SHORT PROBLEM A ▸
From the entries below, list every line that contains the string "window".

INTRODUCING THE AMSAC
The Quartermaster Review
A NEW streamlined container for dropping supplies by parachute has just been perfected by the SOS quartermasters of the India-Burma Theatre. It’s called “Amsac”-American sack and the most rigid tests have already proved its superiority over all containers previously used. With the exception of the American-made metal rings used for attaching it to the parachute, Amsac is made in India by Indian labor, from Indian products, thus saving valuable shipping space on the Army’s longest supply line. In addition, Amsac carries a far greater load than any other container, is much stronger, and costs $3.50. The old baskets kicked from planes cost up to $54 each.
The Amsac was developed after IB personnel engaged in air supply activities pointed out that the container previously used was costly, elaborately built, capable of carrying relatively small loads, and difficult to obtain in large quantities.
A brief glance at the problems encountered by the Air Supply Service in securing enough containers to handle the volume of supplies required will give a better picture of the development of the Amsac. Shipping space, rail and sea, is at a premium. A limited number of standard containers of local origin were available to the Air Supply Service, but the total was not sufficient to meet all requirements.
To fill in the deficiency during 1944, personnel of the Air Supply Service worked out a container known as the “country basket.”. This consisted of a woven bamboo basket, enclosed in hessian cloth, and reinforced by rope sewn around the sides and bottom. The parachute was attached to the rope, which then served as a harness to carry the container and its contents.
The country basket had several advantages. It was made on the spot from bamboo available locally. The hessian cloth and rope occupied comparatively little shipping space, and were indigenous in origin. It was used mainly with a cotton parachute, of local manufacture, 18 feet in diameter, capable of carrying a maximum load of 200 pounds. However, when used with the standard 24-foot American cargo parachute, much of the capacity of the parachute was wasted.
As operations progressed and troops moved forward it became apparent that air supply activities would have to be carried on in areas where bamboo would not be available for manufacture of the country basket. With speed the determining factor, a new type of container became a necessity.
(See “The Bund1es-for-Burrna Boys,” in the November-December, 1944. issue of The Quartermaster Review)
Lt. Col. James E. Darby, Air Supply Officer, long stationed in India, suggested that a sack-like container could take the place of the country basket. He discussed this with Colonel Ralph Richards, Chief Quartermaster, India-Burma Theatre, who directed that immediate action be taken to design, develop, and test a container to meet the need. Lieutenant Riley G. Jones, Officer in Charge of the Specifications Branch, got the job and carried on from there.

STORED RECORDS ▸
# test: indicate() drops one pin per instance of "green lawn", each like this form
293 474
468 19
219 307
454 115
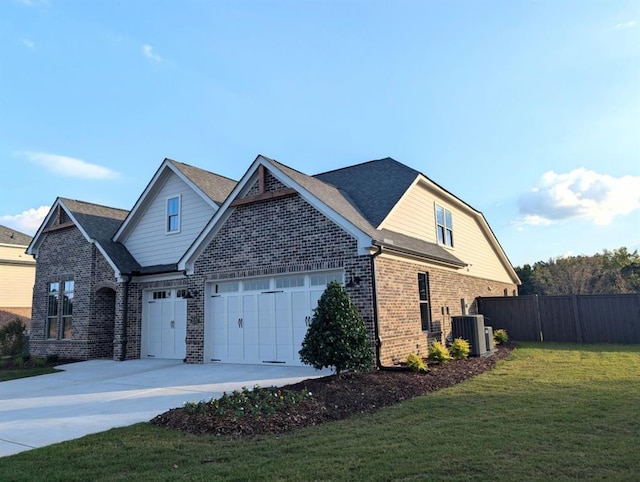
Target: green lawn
552 412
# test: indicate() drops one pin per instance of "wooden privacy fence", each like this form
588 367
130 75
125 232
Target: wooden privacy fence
571 318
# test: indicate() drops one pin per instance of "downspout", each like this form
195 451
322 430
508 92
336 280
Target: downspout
125 318
376 328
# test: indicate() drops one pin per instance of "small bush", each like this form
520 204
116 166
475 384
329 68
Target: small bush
438 352
12 339
459 348
415 363
259 401
500 336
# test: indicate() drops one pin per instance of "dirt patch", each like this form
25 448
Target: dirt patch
335 399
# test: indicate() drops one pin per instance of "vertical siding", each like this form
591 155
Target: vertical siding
415 216
150 244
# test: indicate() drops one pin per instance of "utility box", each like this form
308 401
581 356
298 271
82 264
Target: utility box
470 328
488 337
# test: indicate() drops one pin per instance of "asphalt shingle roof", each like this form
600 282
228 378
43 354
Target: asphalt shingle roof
374 186
213 185
11 236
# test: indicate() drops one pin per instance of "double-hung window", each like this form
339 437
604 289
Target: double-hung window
444 226
60 309
425 304
173 214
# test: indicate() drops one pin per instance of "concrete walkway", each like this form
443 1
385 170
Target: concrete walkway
93 396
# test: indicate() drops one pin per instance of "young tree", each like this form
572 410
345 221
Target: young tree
337 336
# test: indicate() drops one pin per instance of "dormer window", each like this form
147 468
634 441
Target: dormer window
173 215
444 226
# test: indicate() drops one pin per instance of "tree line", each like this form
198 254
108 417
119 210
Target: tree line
609 272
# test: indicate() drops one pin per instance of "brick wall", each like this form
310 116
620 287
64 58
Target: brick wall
66 255
7 315
399 304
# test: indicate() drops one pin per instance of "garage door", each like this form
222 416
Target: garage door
262 320
164 324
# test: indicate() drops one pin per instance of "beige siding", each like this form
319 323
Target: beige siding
415 216
150 244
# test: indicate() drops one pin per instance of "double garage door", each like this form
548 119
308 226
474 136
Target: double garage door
262 320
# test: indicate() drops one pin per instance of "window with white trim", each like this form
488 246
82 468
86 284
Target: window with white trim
425 304
173 215
444 226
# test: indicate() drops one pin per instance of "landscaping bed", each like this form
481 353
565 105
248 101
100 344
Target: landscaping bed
330 398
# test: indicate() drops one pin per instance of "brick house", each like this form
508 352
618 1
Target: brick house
17 272
209 270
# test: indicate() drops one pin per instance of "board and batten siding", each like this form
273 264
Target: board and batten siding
414 215
17 275
149 243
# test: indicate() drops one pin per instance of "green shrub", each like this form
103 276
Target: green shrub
259 401
438 352
459 348
12 339
337 336
415 363
500 336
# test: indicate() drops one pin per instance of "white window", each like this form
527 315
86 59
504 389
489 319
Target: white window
173 214
289 282
444 226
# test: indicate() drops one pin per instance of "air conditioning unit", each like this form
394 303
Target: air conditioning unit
470 328
488 338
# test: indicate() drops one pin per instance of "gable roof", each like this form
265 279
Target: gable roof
333 202
13 237
98 224
211 187
374 186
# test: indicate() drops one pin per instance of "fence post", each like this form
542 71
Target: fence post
538 320
576 318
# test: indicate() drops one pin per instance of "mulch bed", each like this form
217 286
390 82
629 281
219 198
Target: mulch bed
335 399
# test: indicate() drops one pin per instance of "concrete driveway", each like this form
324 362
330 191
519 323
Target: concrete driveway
93 396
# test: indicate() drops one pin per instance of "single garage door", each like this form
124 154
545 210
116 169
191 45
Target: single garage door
164 324
262 320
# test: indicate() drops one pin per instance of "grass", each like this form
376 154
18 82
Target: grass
552 412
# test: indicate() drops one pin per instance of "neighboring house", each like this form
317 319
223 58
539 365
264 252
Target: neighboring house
17 272
209 270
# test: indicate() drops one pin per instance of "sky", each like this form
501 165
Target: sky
529 111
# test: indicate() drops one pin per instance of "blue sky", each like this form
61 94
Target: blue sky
527 110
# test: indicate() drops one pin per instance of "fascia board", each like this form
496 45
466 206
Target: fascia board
364 239
32 249
132 217
395 207
221 215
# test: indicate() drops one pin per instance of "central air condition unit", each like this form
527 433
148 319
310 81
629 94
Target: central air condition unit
470 328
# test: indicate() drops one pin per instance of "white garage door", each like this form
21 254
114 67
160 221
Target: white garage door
262 320
164 324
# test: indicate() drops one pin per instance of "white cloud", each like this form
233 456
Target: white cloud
28 43
581 193
28 221
148 51
71 167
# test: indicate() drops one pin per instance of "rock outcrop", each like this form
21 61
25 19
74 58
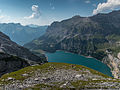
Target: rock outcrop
9 63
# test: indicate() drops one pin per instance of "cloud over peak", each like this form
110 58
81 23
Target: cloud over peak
109 5
36 13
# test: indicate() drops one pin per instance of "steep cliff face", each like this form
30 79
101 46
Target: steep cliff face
10 47
114 63
14 57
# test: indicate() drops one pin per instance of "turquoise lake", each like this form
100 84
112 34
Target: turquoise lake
66 57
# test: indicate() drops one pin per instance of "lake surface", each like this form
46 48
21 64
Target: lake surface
66 57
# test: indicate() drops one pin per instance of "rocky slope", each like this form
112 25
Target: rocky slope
14 57
57 76
22 34
10 47
9 63
88 36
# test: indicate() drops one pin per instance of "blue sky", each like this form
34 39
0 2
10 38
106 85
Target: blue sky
44 12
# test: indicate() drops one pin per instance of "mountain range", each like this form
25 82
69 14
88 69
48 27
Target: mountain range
97 36
14 57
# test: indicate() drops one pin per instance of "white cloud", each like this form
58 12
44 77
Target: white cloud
87 1
109 5
36 13
94 5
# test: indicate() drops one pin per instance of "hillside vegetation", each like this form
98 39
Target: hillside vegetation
57 76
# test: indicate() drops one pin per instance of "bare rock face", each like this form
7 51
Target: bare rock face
14 57
10 47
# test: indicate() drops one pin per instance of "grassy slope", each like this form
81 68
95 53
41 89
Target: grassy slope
50 67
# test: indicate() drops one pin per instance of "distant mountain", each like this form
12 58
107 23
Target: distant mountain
35 26
97 36
14 57
9 47
22 34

SHORT PROBLEM B ▸
Continue the Amsac article above, starting right after its last sentence.

TASK ANSWER A ▸
# test: indicate() drops one pin per instance of "double-hung window", each like this form
Target: double-hung window
# test: indicate() drops one pin per instance of "dormer window", each like this form
Target: dormer window
# test: indicate() drops one pin per instance of "window with white trim", each like this form
Target: window with white trim
# test: indicate() drops one pin per instance of "white window", each like this form
Target: white window

TASK ANSWER B ▸
After considerable research and study of various materials, Lieutenant Jones decided upon two types of jute canvas, one type of jute cloth, one type of jute webbing, and one type of cotton webbing, as the materials to be used in experimental samples. Jute was chosen since investigations revealed that cotton materials were not available in the quantities necessary.
Various plans of construction were drawn up and studied from a manufacturing point of view. Most practical was a sack-like container, 21″ square and 36″ deep, with a double bottom, all corners of double thickness, and reinforced with webbing sewn across the bottom and up each side, the webbing terminating in loops at one end and in a long section of free webbing at the other. The free ends of the webbing could cross the top end of the container and be tied through the loops to secure the contents. The webbing thus formed a harness-like reinforcement by which the parachute could be attached. A tentative plan was finally drawn up, together with specifications covering five types of containers. Although all five types were of the same shape and size, each type was to be made from different combinations of the materials chosen. These plans and specifications were tentatively approved by the Chief Quartermaster, who directed Lieutenant Jones to have experimental models manufactured. He further directed that Lieutenant Jones take the models up to the Air Supply Service and assist in tests and further study.
In a relatively short time the first experimental models were ready for tests. These were carried out under the supervision of Colonel Darby, with the assistance of Captain Robinson, Air Supply Operations Officer, and Lieutenant Jones.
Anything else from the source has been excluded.